----- PASSAGE PROVIDED -----
The story of the Lovers of Valdaro, two skeletons buried in an eternal embrace
The history of the skeletons buried together 6,000 years ago
On February 11, 2007, right before Valentine's Day, archeologist Elena Maria Menotti and a team of researchers uncovered a Neolithic burial site in the village of Valdaro, Italy, containing two skeletons locked in a loving embrace. Ongoing research is trying to answer the questions of who these people were and why they were buried together. Could they be the real Romeo and Juliet?
Double burials were extremely rare during the Neolithic period that dates back around 5,000 to 6,000 years ago. This burial site was found among 30 other sites, but all of those only contained single burials. The site was discovered in a construction site on the outskirts of the city of Mantua, near the northern region of Lombardy, Italy.
It's very unique for two young people to have died at the same time and to be buried this way, leading many to speculate the Romeo and Juliet theory—two star-crossed lovers who died in each other's arms.
----- DATASET ENTRIES -----
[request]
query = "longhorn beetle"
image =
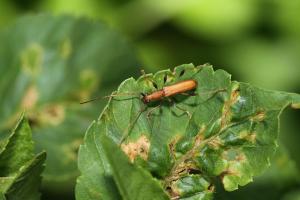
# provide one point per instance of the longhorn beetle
(168, 91)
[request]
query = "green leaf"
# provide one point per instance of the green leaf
(50, 64)
(139, 183)
(2, 197)
(20, 169)
(293, 195)
(227, 131)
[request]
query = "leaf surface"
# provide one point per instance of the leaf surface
(227, 130)
(20, 171)
(50, 64)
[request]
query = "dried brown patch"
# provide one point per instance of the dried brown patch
(240, 157)
(31, 97)
(215, 143)
(137, 148)
(71, 150)
(226, 116)
(260, 116)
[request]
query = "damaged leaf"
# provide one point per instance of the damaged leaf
(222, 131)
(20, 169)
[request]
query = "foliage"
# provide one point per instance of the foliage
(50, 64)
(227, 132)
(20, 168)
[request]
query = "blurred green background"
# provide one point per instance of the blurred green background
(257, 41)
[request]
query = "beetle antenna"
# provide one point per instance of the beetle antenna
-----
*WHAT TO WORK ON:*
1. In one to three sentences, explain why the Valdaro double burial stands out according to the article on the Lovers of Valdaro.
2. On what date was the burial site uncovered, according to the Lovers of Valdaro article?
3. Carry on the Lovers of Valdaro article from its last sentence.

*ANSWERS TO THE EXERCISE:*
1. Double burials were extremely rare in the Neolithic period. This grave was found among 30 other burial sites, and every one of those held only a single person.

2. February 11, 2007.

3.
To add credence to the theory—the city of Mantua, near the burial site, is the same city where Romeo is sent after he kills Tybalt Capulet in a sword fight in Shakespeare’s iconic play. Romeo dreams he dies and is revived by Juliet’s kiss, which freaks him out, so he leaves his exile to return to Verona where he is informed Juliet is now dead, and well, you know the rest.
The two skeletons, the man on the left and the woman on the right, were about 5 feet 2 inches tall and no more than 20 years old. The male skeleton had a flint arrowhead near his neck, and the female had a long flint blade along her thigh, in addition to two flint knives under her pelvis. An examination found no evidence of violent death, so these items were most likely grave goods, items buried with bodies after they died.
"It's rare for two young people to die at the same time, and that makes us want to know why and who they were, but it will be very difficult to find out," Luca Bondioli, an anthropologist at Rome's National Prehistoric and Ethnographic Museum, said in an interview.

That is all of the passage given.